■ YOUR INSTRUCTIONS:
Take the lines below between the one holding "Target: black truck tire" and the one holding "Target: mercedes-benz star emblem", inclusive, and copy them exactly. Add nothing.

(Natural-language object grounding data)

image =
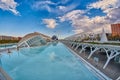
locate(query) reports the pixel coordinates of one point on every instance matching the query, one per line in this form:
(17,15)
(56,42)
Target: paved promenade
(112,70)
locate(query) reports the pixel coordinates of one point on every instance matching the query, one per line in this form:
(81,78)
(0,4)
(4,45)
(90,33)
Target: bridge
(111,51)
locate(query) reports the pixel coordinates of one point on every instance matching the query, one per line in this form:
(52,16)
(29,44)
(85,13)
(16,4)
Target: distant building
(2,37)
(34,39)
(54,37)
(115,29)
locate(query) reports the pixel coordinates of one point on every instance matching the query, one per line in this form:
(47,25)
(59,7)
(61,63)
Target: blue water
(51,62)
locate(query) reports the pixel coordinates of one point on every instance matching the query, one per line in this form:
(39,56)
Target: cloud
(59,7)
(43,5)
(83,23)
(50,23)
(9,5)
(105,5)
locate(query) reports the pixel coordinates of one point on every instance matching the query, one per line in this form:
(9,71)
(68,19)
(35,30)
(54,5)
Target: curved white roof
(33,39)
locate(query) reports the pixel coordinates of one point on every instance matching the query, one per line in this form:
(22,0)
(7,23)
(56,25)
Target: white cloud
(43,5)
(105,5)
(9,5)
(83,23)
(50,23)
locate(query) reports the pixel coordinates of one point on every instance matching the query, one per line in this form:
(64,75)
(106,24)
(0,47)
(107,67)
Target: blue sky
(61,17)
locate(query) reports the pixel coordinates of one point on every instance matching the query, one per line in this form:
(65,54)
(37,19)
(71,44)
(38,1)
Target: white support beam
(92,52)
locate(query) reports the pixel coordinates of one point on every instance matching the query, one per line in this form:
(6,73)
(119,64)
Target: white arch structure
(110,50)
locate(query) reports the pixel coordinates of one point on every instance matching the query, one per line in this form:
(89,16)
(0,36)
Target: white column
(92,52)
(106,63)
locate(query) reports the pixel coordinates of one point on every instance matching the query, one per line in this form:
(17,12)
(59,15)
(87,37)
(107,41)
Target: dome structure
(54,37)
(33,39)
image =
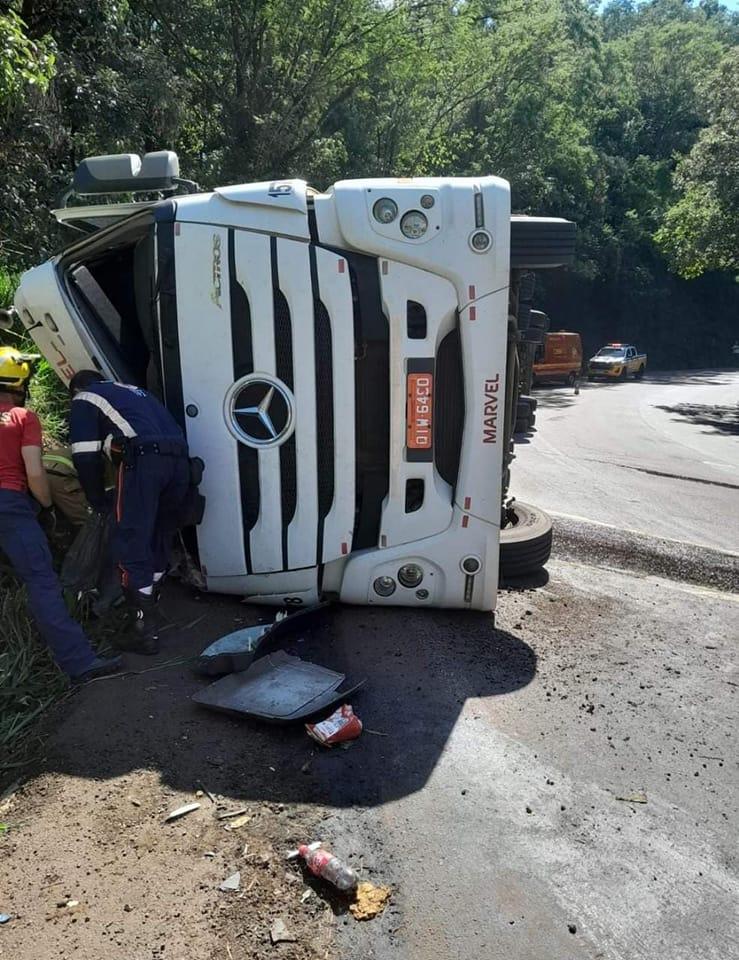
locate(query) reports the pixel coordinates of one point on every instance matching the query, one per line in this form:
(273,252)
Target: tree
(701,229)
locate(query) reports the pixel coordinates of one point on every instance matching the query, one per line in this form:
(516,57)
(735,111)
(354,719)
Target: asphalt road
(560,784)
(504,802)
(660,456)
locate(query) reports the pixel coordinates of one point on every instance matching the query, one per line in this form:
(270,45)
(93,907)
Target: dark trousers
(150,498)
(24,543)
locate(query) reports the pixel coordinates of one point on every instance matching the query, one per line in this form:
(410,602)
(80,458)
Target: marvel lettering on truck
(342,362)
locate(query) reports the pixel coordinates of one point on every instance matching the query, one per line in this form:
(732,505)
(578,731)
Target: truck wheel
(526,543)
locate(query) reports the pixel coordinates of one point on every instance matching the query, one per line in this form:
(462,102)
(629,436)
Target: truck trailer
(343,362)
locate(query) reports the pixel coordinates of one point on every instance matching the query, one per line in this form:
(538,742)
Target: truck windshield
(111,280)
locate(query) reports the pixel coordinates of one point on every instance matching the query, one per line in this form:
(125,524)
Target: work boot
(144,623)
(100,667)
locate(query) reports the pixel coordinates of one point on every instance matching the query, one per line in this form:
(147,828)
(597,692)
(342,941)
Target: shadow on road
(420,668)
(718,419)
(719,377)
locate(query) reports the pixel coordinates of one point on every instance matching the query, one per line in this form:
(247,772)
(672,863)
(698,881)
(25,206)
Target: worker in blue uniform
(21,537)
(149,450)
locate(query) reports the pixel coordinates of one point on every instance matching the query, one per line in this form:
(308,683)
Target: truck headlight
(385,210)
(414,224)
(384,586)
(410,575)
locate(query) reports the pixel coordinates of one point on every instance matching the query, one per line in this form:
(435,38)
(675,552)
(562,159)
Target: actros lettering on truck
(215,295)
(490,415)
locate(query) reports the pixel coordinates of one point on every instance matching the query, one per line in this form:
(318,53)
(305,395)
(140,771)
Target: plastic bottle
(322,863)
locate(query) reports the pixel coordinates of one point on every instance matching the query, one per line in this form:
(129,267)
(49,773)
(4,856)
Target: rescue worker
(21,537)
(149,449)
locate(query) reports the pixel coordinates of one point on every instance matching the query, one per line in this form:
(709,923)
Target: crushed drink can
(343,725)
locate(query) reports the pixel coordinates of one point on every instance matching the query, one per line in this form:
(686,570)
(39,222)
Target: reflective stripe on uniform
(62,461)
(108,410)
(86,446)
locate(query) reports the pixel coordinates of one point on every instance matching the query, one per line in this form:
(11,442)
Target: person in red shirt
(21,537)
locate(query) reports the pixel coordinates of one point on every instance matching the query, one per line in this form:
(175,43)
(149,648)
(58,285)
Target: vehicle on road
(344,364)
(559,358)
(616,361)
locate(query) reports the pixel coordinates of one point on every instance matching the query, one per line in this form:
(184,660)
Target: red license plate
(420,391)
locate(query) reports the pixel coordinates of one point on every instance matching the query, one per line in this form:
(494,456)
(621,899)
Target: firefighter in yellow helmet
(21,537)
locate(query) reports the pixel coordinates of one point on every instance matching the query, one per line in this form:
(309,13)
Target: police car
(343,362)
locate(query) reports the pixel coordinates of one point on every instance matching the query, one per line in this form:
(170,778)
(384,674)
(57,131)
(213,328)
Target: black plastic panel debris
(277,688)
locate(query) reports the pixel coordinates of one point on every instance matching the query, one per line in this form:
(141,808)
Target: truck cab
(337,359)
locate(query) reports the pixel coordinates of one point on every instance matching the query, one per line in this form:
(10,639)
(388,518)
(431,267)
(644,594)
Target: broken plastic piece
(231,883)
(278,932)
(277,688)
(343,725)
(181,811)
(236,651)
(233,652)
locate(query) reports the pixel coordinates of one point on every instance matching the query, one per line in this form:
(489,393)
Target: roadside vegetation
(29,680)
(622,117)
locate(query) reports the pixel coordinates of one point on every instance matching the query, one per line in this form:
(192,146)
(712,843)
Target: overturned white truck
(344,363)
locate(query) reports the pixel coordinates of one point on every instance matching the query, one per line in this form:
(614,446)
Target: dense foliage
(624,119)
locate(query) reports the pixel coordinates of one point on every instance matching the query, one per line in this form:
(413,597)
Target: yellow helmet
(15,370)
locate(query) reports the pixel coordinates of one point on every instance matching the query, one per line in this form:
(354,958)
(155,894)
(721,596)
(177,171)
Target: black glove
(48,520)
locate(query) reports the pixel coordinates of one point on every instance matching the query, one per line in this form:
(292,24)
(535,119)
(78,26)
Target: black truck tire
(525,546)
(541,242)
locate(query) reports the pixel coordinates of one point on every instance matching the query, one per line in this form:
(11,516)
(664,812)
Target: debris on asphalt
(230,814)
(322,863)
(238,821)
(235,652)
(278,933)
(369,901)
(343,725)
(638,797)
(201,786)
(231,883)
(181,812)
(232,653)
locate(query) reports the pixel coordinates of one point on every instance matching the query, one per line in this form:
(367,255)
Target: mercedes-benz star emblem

--

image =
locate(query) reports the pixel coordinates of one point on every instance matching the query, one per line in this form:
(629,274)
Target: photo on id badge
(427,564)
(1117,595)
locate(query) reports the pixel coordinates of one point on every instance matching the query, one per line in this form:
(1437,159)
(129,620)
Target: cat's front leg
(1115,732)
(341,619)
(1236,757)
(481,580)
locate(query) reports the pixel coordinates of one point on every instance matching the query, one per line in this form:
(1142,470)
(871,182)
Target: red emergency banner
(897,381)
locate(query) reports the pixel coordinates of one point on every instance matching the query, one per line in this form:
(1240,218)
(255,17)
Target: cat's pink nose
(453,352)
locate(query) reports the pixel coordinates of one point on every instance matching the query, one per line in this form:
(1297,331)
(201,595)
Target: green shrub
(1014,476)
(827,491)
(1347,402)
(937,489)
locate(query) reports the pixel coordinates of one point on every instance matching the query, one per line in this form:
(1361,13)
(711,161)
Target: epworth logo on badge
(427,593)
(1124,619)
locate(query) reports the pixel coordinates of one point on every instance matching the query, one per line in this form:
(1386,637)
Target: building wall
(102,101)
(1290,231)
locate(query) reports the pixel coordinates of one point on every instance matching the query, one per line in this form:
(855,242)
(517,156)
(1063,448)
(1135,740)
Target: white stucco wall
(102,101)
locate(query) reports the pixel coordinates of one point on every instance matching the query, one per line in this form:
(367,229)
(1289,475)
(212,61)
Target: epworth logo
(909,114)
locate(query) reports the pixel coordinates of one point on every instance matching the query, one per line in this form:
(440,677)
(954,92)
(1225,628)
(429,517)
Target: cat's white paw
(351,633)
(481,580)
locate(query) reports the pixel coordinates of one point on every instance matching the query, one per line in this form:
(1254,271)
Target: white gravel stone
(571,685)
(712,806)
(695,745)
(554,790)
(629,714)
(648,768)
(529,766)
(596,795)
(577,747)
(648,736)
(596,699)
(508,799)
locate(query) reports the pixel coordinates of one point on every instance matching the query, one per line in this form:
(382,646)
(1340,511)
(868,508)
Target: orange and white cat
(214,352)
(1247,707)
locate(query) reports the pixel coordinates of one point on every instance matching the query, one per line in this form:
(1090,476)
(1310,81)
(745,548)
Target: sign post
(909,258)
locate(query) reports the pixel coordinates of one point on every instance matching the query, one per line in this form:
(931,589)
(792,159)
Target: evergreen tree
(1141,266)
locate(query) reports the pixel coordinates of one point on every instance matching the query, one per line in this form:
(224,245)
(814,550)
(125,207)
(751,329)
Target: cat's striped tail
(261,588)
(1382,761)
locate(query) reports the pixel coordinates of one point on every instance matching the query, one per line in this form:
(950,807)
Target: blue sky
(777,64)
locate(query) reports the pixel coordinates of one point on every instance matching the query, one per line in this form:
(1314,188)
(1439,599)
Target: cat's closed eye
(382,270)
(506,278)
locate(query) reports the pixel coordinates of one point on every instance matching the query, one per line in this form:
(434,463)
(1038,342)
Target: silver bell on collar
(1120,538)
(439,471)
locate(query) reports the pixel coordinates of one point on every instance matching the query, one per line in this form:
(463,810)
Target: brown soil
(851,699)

---

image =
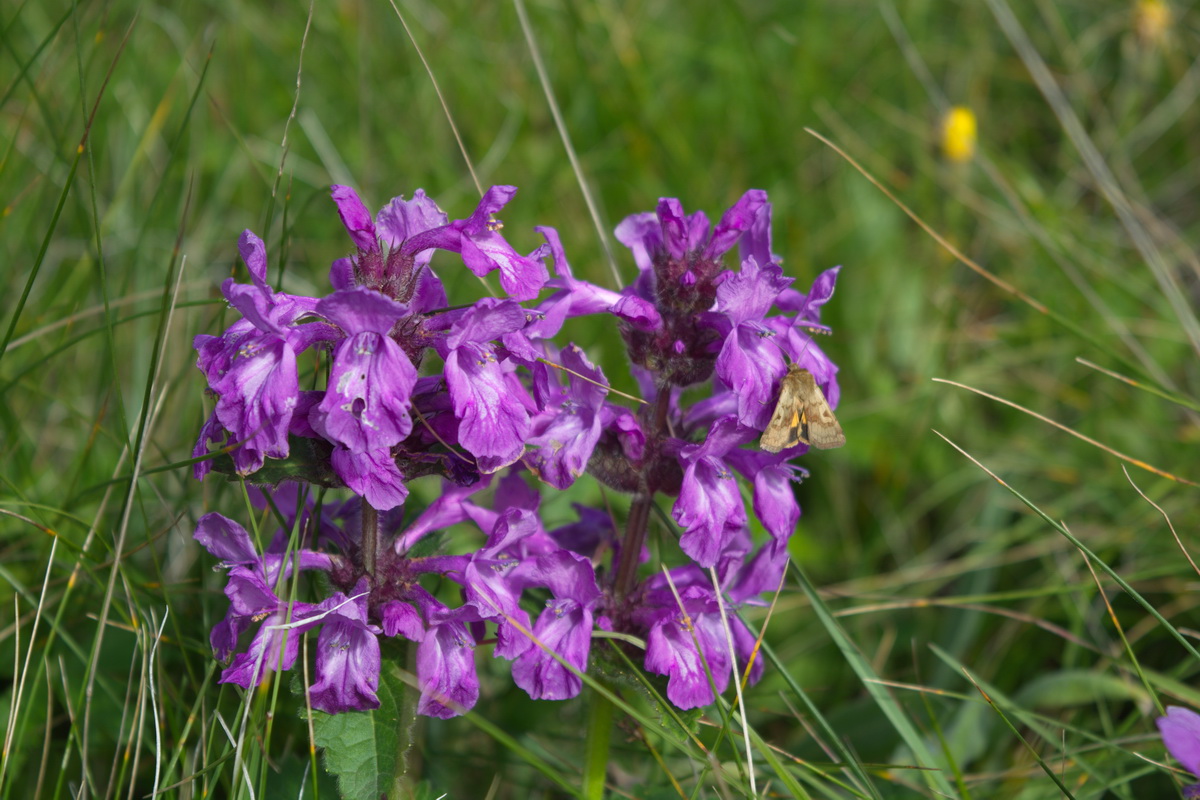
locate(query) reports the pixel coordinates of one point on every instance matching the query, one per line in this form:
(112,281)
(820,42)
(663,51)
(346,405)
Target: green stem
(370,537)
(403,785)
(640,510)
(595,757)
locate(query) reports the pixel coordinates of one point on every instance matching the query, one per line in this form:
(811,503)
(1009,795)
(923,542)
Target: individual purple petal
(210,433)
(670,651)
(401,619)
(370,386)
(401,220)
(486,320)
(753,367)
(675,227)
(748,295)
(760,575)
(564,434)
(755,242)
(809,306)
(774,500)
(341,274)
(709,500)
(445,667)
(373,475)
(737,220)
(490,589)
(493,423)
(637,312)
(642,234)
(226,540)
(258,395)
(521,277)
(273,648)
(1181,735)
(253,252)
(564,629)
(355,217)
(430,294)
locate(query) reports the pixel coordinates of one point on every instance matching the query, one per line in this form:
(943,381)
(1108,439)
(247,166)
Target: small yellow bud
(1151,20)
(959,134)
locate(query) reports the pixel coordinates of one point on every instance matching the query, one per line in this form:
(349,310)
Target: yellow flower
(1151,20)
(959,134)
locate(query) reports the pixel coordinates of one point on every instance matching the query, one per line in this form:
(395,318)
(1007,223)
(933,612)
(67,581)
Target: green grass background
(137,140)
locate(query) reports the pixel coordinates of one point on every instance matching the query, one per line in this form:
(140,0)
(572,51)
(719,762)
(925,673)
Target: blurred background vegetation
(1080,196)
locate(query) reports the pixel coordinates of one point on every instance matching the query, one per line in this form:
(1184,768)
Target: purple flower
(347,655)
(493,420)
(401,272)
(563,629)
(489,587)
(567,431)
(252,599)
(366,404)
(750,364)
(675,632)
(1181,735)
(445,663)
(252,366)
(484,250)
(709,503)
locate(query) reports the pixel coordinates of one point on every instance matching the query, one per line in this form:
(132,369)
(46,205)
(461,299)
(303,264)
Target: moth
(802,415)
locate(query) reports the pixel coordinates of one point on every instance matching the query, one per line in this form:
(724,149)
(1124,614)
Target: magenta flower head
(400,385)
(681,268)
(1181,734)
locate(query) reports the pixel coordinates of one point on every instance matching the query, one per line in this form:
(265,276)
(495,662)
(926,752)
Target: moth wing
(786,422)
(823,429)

■ OUTPUT FOR THIS EXERCISE:
Target: black truck tire
(525,546)
(541,242)
locate(query) reports the pixel coordinates of one point on every instance matching the query, one per line in this form:
(11,516)
(664,812)
Target: debris on asphalt
(230,814)
(322,863)
(238,821)
(235,652)
(278,933)
(369,901)
(343,725)
(638,797)
(201,786)
(231,883)
(181,812)
(232,653)
locate(query) reports the pixel coordinates of one point on every instance matching the query, one per line in this form:
(367,255)
Target: mercedes-benz star emblem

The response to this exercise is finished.